> **Istruzioni**:
1. Rispondi a queste domande sull'estratto della pagina:
(a) In che anno si tenne la Biennale della Moda di Firenze?
(b) Chi curava la mostra "Il quarto sesso"?
(c) In quale città e in quale mese e anno è sorto il MOMU?
2. Aggiungi 120 a ogni coordinata delle risposte e riscrivi tutte le righe del dataset, richieste comprese.

Imagerie si rafforza su queste basi, ampliandole. L’indagine è ancor quella dell’identità, del minimo scarto, tra le due aree, dove lo scarto è da leggere nella funzionalità di Moda rispetto ad Arte. L’intreccio di questi mondi è quindi quasi inestricabile, ivi compreso quello della fotografia, dove pure spesso appare arduo stabilire a che punto cessi il reportage per innalzarsi al rango di arte, o dove addirittura d’arte soltanto si tratta, dato anche il larghissimo uso, negli ultimi anni, dell’immagine fotografica da parte degli artisti che ha contribuito a confondere le cose. Ne consegue la caduta dei tradizionali border-line tra i rispettivi territori, tra i linguaggi e le tecniche, tra invenzione artistica e pratico utilizzo. Certo estendendo il discorso a grandi eventi del recente passato, va ricordato innanzi tutto il tentativo di legalizzare lo sfondamento dei rispettivi ambiti di Arte e Moda con la Biennale della Moda di Firenze, del 1996, dove l’artista era equiparato allo stilista, proponendo insieme, in coppia, delle installazioni. E l’anno precedente, l’apparizione alla Biennale veneziana di Roberto Cappucci, con ben 12 sculture, dove la semplice definizione di abito poteva risultare stretta, nonostante le immagini nel loro profilo riconducessero ad esso. Il che equivaleva a riconoscere la valenza artistica di certa alta moda. Senza sfuggire tuttavia ad una certa ambiguità di fondo, come ha sottolineato anche Sabrina Zannier nel testo redatto per “Garden Fashion”. Dunque la storia testimonia questo costante anelito da parte di Moda di risalire ad Arte, e di confondersi con essa. Ed Arte, da parte sua, ricambia l’inclinazione, non solo per cortesia, con un replay per Moda, motivato da svariate istanze. Tra esse, l’apertura verso spazi prestigiosi, governati da Moda (le famose fondazioni, da Prada a Fendi, da Pitti Immagine Discovery a Ratti) sponsorizzazioni di eventi espositivi, ospitalità in maison con nuove possibilità di mercato.
Inoltre spesso importanti iniziative culturali chiamano direttamente in causa la moda. Ricordo solo, tra le più recenti, “Il quarto sesso” a cura di Francesco Bonami e Raf Simons, che ospitava in quasi egual misura artisti e stilisti, sia perché la moda trova terreno fertile tra i teenagers come sollecitazione e come consumo, sia perché organizzata da Pitti Immagine Discovery.
E poi c’è la realtà di nuove istituzioni museali che sorgono soprattutto nel nord Europa in cui ormai è d’obbligo la sezione dedicata alla moda come ci può essere quella per la grafica o la fotografia. In Belgio, oggi uno dei paesi più fertili ed avveniristici, in fatto di cultura e proposte fashion, ad Anversa è sorto addirittura, nel settembre 2002, un tempio della moda, il MOMU, un museo interamente ad essa dedicato che raccoglie vivide testimonianze dal XVI secolo in poi fino ai giorni nostri. Comprende anche uno spazio particolare per gli stilisti belgi contemporanei, come Dries Van Noten, Dirk Van Saene che hanno portato la moda belga alla ribalta internazionale, e i più giovani, A. F. Vander Vorst, Wim Neels, gettonatissimi in tutti i meeting più importanti.

> **Estratti del dataset**:

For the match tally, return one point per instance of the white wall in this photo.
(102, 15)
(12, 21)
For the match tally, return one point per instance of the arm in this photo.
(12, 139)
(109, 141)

> **Risposte ai compiti**:
1.
(a) Nel 1996.
(b) Francesco Bonami e Raf Simons.
(c) Ad Anversa, nel settembre 2002.

2.
For the match tally, return one point per instance of the white wall in this photo.
(222, 135)
(132, 141)
For the match tally, return one point per instance of the arm in this photo.
(132, 259)
(229, 261)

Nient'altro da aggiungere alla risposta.